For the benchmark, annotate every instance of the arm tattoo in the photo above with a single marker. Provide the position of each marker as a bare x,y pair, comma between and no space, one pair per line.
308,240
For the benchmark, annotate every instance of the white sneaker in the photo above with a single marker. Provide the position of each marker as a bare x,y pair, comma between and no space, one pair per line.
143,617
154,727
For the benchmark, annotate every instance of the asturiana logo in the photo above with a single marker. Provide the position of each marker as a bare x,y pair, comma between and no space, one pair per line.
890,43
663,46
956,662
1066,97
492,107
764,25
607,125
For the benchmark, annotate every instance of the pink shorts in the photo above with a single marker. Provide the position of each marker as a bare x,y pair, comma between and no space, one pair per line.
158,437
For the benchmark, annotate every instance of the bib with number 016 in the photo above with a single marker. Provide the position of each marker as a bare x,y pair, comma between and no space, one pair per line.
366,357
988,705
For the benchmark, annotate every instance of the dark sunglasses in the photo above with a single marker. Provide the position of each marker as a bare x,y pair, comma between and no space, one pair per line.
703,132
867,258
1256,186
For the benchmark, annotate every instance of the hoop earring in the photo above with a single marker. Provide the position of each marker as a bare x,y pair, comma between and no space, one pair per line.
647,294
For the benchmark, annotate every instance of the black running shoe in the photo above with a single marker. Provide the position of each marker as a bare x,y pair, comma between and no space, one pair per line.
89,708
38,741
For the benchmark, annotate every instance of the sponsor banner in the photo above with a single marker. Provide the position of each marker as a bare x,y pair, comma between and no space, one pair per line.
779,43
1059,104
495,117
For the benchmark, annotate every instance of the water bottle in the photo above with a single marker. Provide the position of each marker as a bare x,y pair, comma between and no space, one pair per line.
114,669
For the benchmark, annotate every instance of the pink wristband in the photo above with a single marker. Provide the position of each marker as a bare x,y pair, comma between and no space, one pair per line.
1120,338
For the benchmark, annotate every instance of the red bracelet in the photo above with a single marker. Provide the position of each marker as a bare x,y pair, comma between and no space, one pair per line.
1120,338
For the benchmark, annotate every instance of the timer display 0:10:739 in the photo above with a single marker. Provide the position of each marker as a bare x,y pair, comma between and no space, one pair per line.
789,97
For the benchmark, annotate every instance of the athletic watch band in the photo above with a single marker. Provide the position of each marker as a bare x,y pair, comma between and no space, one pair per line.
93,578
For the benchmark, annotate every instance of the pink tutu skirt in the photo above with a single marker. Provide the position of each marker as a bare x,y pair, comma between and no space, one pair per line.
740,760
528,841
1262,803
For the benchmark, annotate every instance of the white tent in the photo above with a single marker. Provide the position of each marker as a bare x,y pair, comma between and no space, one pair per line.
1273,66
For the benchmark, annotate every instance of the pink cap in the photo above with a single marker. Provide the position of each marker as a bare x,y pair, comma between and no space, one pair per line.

######

## PROBLEM REQUIREMENTS
Each line from the one with "For the benchmark, annotate every instance of the athletic" through the last line of the records must be written out word for word. Include nothing else.

## WRITTEN REPLY
For the benchmark, annotate every instance of the athletic watch band in the photo above with a single marker. Provide the position of each marker as a bare x,y pair, comma between and no space, one pair per line.
93,578
For the benchmark, annotate every instance of the pink tutu skirt in the photo above with a single marker. Provide the position of each marker as a bare x,y pair, comma between and no space, one pair per line.
740,760
528,841
1262,803
For the benchmark, annotate every instance of the white tent in the photo above with a single marker. Provide the position of each marker as a bare x,y pair, comma between and no space, one pair per line.
1273,66
For the benchmark, annotate every instance of the pink cap in the photo above with a single marker. Provide the position of each marker as a bare x,y pair, comma between and no space, one pair per line.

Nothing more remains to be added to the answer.